* [Raw records]

--- Begin ---

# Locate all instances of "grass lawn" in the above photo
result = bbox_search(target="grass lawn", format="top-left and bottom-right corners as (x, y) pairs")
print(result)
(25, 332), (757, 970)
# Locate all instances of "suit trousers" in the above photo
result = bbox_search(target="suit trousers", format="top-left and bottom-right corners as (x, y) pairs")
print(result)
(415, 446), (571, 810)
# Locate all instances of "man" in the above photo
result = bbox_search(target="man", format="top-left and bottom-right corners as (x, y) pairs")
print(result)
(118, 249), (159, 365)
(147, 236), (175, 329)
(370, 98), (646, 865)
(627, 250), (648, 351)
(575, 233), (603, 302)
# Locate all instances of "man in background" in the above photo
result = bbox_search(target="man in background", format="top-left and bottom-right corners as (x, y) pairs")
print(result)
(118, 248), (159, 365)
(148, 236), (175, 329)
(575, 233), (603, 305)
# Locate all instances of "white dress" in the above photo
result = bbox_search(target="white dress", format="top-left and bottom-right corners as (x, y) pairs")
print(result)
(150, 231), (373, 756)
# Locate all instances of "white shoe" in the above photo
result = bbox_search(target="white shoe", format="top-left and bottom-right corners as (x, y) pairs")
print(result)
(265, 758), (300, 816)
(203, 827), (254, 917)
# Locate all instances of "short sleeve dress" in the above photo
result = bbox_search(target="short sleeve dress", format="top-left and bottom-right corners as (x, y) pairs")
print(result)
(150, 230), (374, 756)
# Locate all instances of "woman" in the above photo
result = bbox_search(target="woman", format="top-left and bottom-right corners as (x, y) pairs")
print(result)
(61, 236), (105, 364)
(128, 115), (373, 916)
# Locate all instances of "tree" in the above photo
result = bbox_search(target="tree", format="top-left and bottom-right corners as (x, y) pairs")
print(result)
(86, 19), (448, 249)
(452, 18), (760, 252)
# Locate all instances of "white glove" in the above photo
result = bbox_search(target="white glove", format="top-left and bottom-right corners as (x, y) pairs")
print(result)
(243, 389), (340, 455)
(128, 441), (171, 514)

--- End ---

* [Task objective]
Each entry above is to be set down again in exactly the same words.

* [Complete answer]
# Locate all instances of "grass lawn" in the above photo
result = bbox_search(target="grass lawn", format="top-left and bottom-right corners as (x, y) pairs")
print(result)
(25, 332), (757, 970)
# Locate all instances of "suit trousers" in the above photo
result = bbox_search(target="suit trousers", format="top-left and bottom-right corners as (x, y) pairs")
print(result)
(415, 446), (571, 810)
# Locate all instances of "man" in the above photo
result = bbox_search(target="man", format="top-left and bottom-right corners as (x, y) pairs")
print(result)
(118, 249), (159, 365)
(147, 236), (175, 329)
(370, 98), (646, 865)
(627, 250), (648, 351)
(575, 233), (603, 302)
# Locate all instances of "man in background" in the above photo
result = bbox_search(target="man in background", format="top-left and bottom-right corners as (x, y) pairs")
print(result)
(118, 248), (159, 365)
(148, 236), (175, 329)
(575, 233), (603, 305)
# Locate all instances of "white dress" in the above photo
result = bbox_search(target="white dress", format="top-left and bottom-right corners as (x, y) pairs")
print(result)
(150, 231), (373, 756)
# Locate all instances of "white shoe" in the above photo
result = bbox_search(target="white shoe", format="top-left and bottom-right corners as (x, y) pairs")
print(result)
(265, 758), (300, 816)
(203, 827), (254, 917)
# Locate all instances of "short sleeve dress" in the above photo
result = bbox_search(target="short sleeve dress", format="top-left and bottom-right corners as (x, y) pairs")
print(result)
(150, 230), (374, 756)
# Locate all instances of "woman" in the above photo
result = bbox_search(target="woman", format="top-left and bottom-right corners as (x, y) pairs")
print(result)
(61, 236), (105, 364)
(128, 115), (373, 916)
# Locate all instances of "tree" in the above photo
result = bbox_search(target="tree", format="top-left and bottom-right corners as (x, y) pairs")
print(result)
(86, 19), (448, 249)
(452, 18), (760, 252)
# Locate all instances of "white glove" in the above photo
result = bbox_search(target="white glove", format="top-left and bottom-right corners as (x, y) pairs")
print(result)
(243, 389), (340, 455)
(128, 441), (171, 514)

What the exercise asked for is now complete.